#### GIVEN PROBLEM:
Render the material as a numbered list, starting at the line with "Target: cab roof" and continuing through the final line, and leave out any blank lines.

[Entries from a point annotation set]
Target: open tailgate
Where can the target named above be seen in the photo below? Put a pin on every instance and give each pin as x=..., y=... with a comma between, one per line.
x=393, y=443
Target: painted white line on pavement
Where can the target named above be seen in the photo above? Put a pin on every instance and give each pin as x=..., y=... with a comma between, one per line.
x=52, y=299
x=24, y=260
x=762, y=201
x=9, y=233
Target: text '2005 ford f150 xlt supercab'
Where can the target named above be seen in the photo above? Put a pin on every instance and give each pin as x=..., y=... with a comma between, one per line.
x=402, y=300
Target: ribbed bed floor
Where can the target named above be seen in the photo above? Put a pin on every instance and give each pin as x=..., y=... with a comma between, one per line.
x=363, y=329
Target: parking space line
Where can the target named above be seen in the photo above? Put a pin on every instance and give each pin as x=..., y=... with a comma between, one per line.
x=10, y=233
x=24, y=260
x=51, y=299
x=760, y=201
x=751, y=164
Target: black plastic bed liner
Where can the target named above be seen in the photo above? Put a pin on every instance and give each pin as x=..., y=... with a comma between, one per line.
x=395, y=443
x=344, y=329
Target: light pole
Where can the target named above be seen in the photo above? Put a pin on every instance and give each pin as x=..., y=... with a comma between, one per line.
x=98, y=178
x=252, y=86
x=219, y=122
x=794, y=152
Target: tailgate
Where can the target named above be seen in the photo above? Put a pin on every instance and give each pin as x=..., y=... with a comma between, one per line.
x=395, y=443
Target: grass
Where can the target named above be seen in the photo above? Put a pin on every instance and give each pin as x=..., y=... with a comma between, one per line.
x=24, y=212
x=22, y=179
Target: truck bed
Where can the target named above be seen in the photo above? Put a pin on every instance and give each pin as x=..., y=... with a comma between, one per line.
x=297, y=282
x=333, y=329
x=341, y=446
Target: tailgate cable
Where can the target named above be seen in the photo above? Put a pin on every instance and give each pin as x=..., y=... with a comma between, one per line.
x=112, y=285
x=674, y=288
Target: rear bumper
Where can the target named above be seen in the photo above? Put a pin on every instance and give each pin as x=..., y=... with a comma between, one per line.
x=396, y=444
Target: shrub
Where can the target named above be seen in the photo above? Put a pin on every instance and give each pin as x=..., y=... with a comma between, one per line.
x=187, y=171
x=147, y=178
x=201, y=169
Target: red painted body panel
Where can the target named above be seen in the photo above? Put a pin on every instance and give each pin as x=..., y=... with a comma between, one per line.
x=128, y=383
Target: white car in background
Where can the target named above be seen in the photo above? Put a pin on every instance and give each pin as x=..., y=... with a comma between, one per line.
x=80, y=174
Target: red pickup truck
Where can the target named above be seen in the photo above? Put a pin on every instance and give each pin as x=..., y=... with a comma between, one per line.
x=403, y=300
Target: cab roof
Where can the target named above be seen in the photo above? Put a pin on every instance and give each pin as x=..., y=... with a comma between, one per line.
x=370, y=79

#### PROBLEM SOLUTION:
1. Target: cab roof
2. Where can the target named above be seen in the photo above? Put a pin on every instance and give each pin as x=..., y=... with a comma between, one per line.
3. x=370, y=79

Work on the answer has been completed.